YOUR ASSIGNMENT: Among the entries below, one stretch runs from the line that contains "You are given the above image. An instance of tall" through the line that contains "You are given the above image. An instance of white column". Repeat that stretch exactly, ends included, and only that.

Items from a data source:
- - - - -

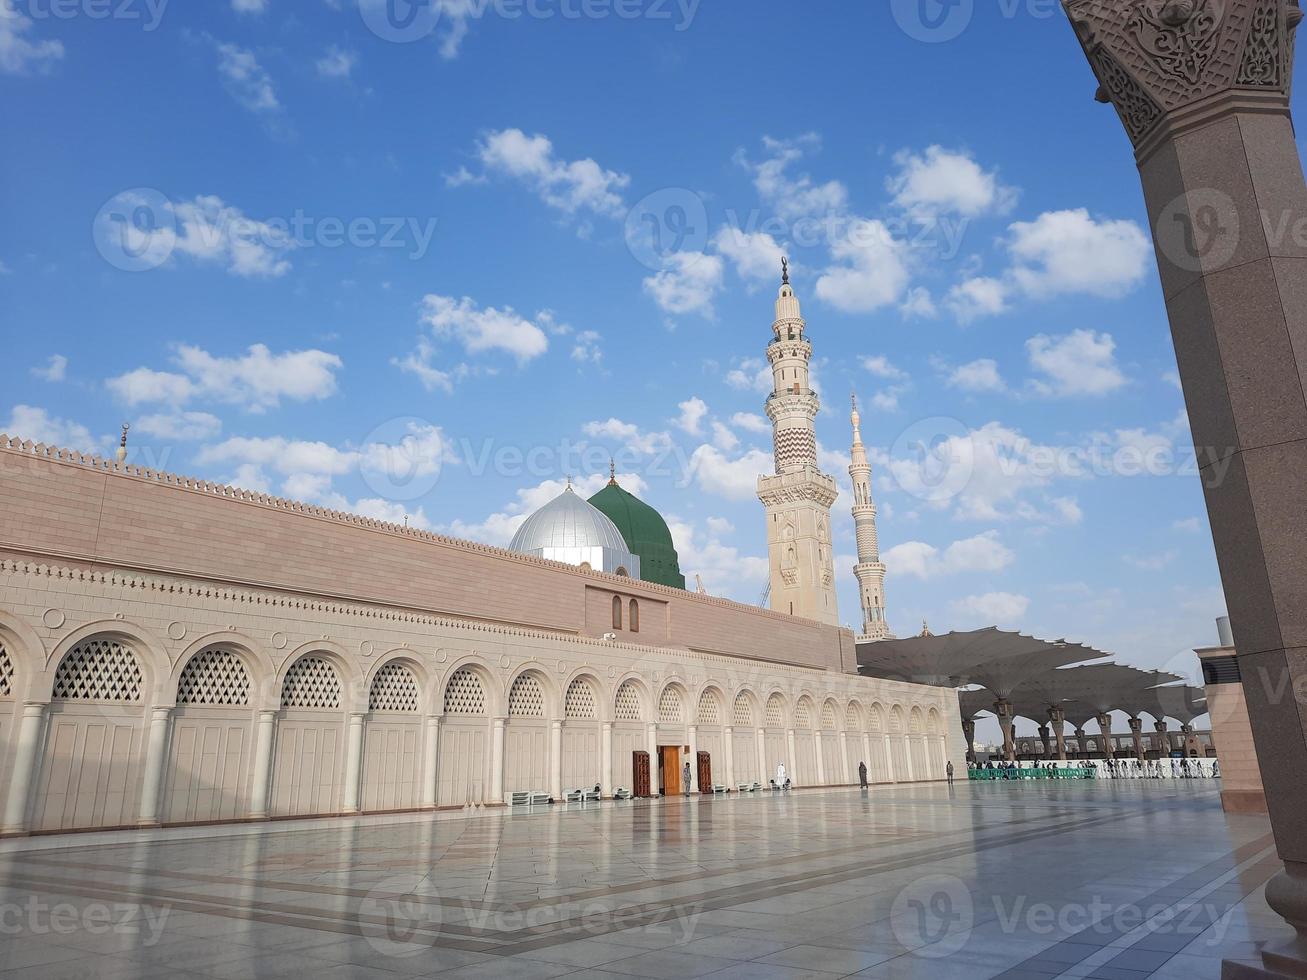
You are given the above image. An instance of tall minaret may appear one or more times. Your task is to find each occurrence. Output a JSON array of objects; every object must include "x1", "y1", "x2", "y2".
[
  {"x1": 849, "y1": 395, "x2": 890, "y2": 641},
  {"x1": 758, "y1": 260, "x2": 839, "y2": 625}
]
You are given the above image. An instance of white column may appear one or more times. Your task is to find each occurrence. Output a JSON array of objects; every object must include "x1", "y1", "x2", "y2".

- - - - -

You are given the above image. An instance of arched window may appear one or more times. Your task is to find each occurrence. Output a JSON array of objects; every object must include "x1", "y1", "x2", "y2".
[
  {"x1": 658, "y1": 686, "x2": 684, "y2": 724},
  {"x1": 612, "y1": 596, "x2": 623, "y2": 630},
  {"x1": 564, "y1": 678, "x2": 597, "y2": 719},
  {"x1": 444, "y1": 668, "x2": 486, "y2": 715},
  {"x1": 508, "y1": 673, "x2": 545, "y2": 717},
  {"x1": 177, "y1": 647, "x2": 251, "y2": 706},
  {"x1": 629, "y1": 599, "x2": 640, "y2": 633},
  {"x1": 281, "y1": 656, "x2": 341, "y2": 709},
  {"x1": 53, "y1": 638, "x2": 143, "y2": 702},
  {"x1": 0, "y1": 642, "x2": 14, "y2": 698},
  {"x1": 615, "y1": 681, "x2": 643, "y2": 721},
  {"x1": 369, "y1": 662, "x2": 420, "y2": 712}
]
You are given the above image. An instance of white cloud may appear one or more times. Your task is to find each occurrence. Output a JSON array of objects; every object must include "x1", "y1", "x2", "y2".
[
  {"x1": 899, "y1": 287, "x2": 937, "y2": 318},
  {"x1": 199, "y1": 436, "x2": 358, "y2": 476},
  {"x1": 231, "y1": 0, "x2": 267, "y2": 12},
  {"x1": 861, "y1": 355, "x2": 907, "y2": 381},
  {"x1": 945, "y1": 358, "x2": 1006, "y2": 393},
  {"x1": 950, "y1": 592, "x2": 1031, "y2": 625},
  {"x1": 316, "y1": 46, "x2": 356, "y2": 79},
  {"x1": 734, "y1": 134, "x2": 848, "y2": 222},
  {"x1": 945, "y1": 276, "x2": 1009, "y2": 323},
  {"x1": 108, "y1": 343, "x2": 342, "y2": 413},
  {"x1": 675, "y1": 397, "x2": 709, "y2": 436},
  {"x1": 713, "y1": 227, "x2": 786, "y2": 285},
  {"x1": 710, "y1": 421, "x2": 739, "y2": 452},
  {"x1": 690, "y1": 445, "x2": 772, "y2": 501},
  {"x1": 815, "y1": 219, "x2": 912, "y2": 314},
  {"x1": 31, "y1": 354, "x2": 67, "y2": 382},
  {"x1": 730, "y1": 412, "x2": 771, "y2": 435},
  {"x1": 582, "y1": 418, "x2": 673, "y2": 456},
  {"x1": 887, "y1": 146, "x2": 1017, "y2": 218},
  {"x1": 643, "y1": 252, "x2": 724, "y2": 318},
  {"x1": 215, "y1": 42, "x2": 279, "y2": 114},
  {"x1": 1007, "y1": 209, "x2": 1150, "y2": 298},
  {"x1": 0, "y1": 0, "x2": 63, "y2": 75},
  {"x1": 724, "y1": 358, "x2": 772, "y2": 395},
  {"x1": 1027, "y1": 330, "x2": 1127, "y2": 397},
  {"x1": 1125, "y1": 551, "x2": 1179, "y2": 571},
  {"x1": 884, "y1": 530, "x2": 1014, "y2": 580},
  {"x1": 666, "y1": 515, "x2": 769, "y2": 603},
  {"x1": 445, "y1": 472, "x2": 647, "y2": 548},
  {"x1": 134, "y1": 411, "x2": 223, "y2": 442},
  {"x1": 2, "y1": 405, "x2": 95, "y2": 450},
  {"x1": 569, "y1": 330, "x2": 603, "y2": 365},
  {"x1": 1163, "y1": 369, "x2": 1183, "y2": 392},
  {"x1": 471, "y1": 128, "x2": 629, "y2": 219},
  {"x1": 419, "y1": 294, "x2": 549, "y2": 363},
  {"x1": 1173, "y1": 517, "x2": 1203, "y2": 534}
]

- - - - -

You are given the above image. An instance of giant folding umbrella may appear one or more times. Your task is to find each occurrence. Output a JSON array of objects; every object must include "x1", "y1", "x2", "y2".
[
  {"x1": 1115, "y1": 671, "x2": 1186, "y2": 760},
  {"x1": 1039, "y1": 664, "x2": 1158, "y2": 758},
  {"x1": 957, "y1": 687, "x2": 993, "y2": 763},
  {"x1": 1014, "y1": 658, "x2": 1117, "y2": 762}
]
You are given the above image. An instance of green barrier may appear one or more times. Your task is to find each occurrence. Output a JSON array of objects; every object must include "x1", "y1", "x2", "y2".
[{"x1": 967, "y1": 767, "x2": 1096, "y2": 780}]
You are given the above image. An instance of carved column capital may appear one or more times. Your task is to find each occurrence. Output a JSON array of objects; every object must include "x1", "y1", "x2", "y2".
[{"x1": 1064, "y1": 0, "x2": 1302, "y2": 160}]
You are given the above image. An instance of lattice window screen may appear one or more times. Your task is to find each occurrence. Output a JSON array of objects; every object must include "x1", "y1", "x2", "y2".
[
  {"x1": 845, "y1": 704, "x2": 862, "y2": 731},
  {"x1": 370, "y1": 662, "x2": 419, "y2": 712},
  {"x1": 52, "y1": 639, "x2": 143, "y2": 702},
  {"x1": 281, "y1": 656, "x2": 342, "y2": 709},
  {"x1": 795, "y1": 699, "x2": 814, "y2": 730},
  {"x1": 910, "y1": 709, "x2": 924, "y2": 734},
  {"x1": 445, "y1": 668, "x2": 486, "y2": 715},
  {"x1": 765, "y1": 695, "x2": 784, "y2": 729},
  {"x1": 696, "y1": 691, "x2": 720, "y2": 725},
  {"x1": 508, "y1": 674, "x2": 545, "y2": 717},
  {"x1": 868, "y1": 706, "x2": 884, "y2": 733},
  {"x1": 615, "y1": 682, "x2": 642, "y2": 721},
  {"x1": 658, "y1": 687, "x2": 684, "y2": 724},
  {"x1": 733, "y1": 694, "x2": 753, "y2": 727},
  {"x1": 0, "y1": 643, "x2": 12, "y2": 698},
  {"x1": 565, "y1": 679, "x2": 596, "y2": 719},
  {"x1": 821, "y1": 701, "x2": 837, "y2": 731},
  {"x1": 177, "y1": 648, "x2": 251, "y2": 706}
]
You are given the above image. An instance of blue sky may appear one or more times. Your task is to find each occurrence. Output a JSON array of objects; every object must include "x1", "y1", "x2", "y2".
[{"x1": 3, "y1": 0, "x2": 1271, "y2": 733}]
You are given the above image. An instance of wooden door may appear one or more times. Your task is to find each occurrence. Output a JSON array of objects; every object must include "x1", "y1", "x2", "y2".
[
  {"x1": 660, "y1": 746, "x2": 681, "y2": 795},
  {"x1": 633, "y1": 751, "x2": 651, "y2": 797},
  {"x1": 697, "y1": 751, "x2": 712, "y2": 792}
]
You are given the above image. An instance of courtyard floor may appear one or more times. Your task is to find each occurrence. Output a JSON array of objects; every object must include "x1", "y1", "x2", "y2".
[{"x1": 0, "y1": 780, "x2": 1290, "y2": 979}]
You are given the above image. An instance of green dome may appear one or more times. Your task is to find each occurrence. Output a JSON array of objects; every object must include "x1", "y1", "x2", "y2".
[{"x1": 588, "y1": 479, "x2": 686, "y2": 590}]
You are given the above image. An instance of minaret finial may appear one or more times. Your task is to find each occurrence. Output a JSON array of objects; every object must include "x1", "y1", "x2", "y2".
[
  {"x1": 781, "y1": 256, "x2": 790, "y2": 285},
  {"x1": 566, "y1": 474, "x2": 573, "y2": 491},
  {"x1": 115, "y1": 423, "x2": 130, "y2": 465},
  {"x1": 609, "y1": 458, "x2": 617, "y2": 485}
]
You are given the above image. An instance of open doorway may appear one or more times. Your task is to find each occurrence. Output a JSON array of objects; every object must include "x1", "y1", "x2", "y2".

- - - - -

OUTPUT OF THE TASK:
You are given the above image. An instance of tall minaret may appear one or more times. Your task is to find each occurrence. Output a JSON array of objects; every object must include "x1", "y1", "x2", "y2".
[
  {"x1": 849, "y1": 395, "x2": 890, "y2": 641},
  {"x1": 758, "y1": 260, "x2": 839, "y2": 625}
]
You are given the above image. An instance of white column may appear one or more times. Your task is to find each occurrence. Output a JSON array of objects; every object must include "x1", "y1", "x2", "y2".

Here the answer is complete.